■ **Selected extract**
★ ★ ★
There are very few productions today that don’t use some kind of VFX. It has become an everyday facet of TV and movie production. And, to the uninitiated, the plethora of jargon can be confusing. Something in particular that comes up often is 2D vs 3D VFX.
On the surface, it sounds like 2D is akin to cartoon animation and 3D is more Pixar-esque CGI. But this couldn’t be further from the truth. When we talk about 2D or 3D VFX solutions, we’re talking about techniques that can be accomplished in either a 2D or 3D space. Still confused? Let’s explore the topic further…
2D vs 3D VFX Solutions
In reality, this isn’t an issue of one versus the other. Both 2D and 3D solutions have their place in the VFX world. There will be some instances where all you need is to use some 2D techniques, such as a 2D matte painting, to add to the scene. Other times, you’ll need an entire 3D model for your production. And sometimes you’ll need to use both at once.
★ ★ ★
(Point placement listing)
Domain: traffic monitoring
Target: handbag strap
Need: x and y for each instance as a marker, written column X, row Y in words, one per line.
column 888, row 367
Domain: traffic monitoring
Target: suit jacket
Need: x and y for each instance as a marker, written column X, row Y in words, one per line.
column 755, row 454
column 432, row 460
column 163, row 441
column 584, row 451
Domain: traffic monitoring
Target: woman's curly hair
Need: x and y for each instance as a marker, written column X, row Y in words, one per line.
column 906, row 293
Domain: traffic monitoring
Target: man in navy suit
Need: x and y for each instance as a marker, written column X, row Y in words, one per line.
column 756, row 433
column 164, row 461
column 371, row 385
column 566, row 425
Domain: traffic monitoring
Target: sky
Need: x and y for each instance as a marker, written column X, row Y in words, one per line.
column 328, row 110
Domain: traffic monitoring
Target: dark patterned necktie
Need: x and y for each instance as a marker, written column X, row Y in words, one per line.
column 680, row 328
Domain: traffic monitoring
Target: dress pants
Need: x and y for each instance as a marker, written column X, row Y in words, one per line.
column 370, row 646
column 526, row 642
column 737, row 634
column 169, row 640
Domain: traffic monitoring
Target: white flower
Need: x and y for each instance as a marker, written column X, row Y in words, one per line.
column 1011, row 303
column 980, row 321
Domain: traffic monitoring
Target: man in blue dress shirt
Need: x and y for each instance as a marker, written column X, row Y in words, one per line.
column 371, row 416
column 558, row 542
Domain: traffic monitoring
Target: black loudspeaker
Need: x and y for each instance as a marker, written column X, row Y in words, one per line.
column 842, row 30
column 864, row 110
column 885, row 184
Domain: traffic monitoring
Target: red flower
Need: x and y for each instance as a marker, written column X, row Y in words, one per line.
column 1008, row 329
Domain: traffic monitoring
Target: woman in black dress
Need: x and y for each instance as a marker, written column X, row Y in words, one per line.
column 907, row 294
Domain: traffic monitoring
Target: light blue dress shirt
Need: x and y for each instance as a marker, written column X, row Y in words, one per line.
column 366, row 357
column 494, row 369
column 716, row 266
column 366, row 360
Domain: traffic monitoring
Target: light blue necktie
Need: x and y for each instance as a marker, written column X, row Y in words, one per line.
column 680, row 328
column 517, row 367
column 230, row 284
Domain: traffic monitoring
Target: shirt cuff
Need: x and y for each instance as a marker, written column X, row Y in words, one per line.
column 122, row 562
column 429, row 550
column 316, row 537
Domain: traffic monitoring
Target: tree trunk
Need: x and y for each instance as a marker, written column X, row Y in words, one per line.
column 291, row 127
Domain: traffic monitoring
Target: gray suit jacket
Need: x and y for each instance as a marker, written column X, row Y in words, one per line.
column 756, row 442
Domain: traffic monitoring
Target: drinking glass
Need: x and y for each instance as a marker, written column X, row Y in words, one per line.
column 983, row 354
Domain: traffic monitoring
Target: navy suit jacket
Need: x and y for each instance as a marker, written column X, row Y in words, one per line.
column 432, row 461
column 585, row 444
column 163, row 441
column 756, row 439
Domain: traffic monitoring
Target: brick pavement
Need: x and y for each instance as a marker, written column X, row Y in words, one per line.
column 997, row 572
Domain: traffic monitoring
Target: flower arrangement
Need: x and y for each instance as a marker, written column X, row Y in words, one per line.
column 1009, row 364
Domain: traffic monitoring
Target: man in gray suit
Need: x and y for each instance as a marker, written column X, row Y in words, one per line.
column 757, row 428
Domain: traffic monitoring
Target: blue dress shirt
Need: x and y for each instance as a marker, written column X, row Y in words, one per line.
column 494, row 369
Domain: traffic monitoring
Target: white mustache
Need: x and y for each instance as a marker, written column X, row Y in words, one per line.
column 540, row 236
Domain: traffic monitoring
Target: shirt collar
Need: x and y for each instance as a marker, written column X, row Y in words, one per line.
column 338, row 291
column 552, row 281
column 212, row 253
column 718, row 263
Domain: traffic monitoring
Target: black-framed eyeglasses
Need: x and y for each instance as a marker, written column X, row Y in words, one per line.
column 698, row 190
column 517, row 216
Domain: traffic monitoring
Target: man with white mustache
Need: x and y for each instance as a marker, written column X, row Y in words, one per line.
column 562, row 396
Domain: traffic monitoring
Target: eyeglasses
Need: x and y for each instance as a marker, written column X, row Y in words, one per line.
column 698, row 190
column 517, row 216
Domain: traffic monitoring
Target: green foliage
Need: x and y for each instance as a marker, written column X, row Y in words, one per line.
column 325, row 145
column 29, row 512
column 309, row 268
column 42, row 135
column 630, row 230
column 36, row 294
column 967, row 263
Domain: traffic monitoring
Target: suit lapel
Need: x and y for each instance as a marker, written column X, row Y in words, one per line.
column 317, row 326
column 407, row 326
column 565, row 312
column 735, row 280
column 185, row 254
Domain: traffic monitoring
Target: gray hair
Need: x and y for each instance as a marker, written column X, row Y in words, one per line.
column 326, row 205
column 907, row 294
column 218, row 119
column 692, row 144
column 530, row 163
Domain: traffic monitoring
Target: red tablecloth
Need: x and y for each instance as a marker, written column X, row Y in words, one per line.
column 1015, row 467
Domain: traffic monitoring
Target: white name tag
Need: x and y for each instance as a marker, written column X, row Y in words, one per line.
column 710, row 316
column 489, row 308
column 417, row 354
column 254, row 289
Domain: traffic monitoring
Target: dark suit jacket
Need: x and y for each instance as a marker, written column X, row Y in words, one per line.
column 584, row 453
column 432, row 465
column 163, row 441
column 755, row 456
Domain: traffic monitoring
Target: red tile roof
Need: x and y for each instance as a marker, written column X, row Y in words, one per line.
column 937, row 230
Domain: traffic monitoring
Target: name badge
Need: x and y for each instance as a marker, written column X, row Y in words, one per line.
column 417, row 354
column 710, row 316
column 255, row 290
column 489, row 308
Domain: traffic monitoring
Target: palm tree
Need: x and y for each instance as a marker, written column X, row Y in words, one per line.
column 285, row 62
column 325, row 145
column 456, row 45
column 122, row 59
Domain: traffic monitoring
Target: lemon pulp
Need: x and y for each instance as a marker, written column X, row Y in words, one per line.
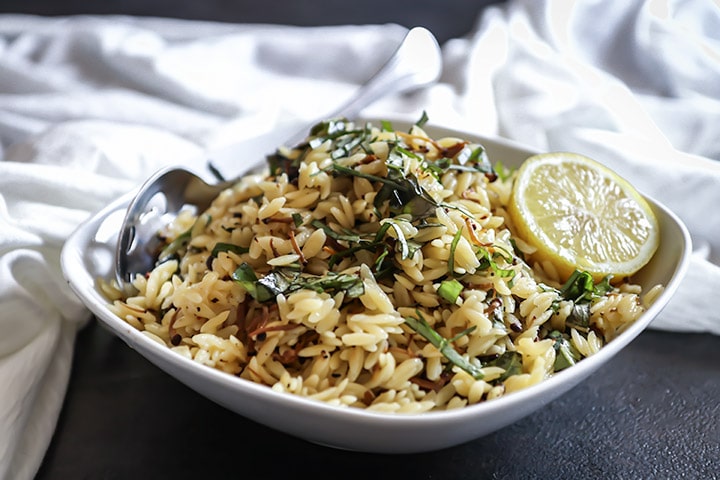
column 579, row 214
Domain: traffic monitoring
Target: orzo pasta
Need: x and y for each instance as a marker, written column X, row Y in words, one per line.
column 372, row 268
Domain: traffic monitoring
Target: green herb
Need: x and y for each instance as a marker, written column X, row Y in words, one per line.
column 181, row 241
column 580, row 287
column 511, row 362
column 487, row 261
column 443, row 344
column 288, row 280
column 565, row 354
column 422, row 120
column 450, row 290
column 297, row 219
column 502, row 171
column 228, row 247
column 453, row 247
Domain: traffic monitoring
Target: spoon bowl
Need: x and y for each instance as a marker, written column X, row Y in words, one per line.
column 415, row 63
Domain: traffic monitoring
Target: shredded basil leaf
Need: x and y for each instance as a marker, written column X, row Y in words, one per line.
column 444, row 345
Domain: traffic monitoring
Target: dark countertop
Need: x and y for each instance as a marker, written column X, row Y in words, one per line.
column 654, row 412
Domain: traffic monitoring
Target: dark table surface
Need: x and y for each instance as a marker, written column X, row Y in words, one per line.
column 654, row 412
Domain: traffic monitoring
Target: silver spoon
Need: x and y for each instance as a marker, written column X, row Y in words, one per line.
column 415, row 63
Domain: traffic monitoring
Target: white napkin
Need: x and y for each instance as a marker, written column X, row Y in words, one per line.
column 90, row 106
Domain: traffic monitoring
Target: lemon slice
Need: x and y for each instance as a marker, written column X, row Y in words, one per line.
column 581, row 215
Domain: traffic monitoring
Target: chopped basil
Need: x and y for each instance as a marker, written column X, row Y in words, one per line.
column 228, row 247
column 450, row 290
column 287, row 280
column 511, row 362
column 580, row 287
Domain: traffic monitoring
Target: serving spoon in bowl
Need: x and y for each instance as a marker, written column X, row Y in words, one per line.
column 416, row 62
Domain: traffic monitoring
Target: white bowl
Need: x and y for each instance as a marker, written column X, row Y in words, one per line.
column 88, row 255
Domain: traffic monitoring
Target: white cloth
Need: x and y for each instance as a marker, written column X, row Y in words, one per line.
column 89, row 106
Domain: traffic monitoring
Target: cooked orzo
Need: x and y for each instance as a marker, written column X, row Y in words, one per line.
column 372, row 268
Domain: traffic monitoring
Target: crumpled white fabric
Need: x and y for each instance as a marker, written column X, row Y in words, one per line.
column 89, row 106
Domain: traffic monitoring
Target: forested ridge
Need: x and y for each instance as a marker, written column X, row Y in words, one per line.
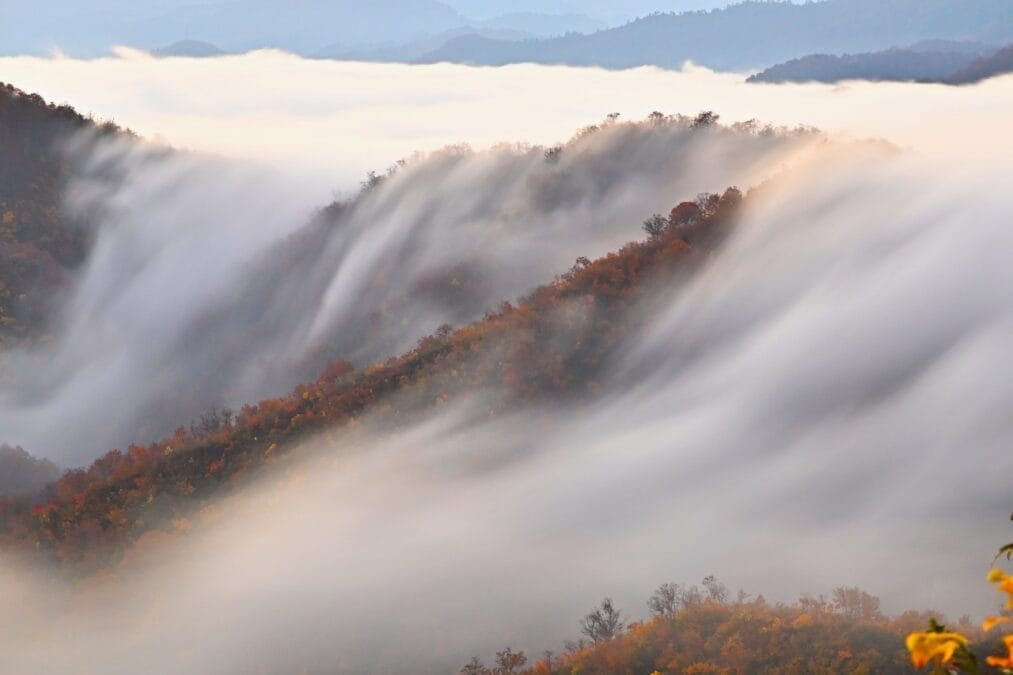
column 707, row 630
column 39, row 243
column 551, row 345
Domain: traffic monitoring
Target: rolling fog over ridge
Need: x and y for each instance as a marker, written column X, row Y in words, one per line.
column 788, row 420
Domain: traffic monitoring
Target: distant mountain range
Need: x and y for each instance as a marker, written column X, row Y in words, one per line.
★ ★ ★
■ **What is asked**
a - Reproduce verbatim the stretch of the VFX text from "On the surface, it" through "both at once.".
b - In the VFX text, which 2D technique is offered as an example of something that can be added to a scene?
c - Decide whether each statement agrees with the VFX text, answering yes or no and quoting the deciding words: (i) 2D VFX is essentially the same as cartoon animation. (ii) Some productions require 2D and 3D solutions at the same time. (iii) Most productions today make no use of VFX.

■ **Answers**
a -
On the surface, it sounds like 2D is akin to cartoon animation and 3D is more Pixar-esque CGI. But this couldn’t be further from the truth. When we talk about 2D or 3D VFX solutions, we’re talking about techniques that can be accomplished in either a 2D or 3D space. Still confused? Let’s explore the topic further…
2D vs 3D VFX Solutions
In reality, this isn’t an issue of one versus the other. Both 2D and 3D solutions have their place in the VFX world. There will be some instances where all you need is to use some 2D techniques, such as a 2D matte painting, to add to the scene. Other times, you’ll need an entire 3D model for your production. And sometimes you’ll need to use both at once.

b - A 2D matte painting.

c -
(i) No: "But this couldn’t be further from the truth."
(ii) Yes: "And sometimes you’ll need to use both at once."
(iii) No: "There are very few productions today that don’t use some kind of VFX."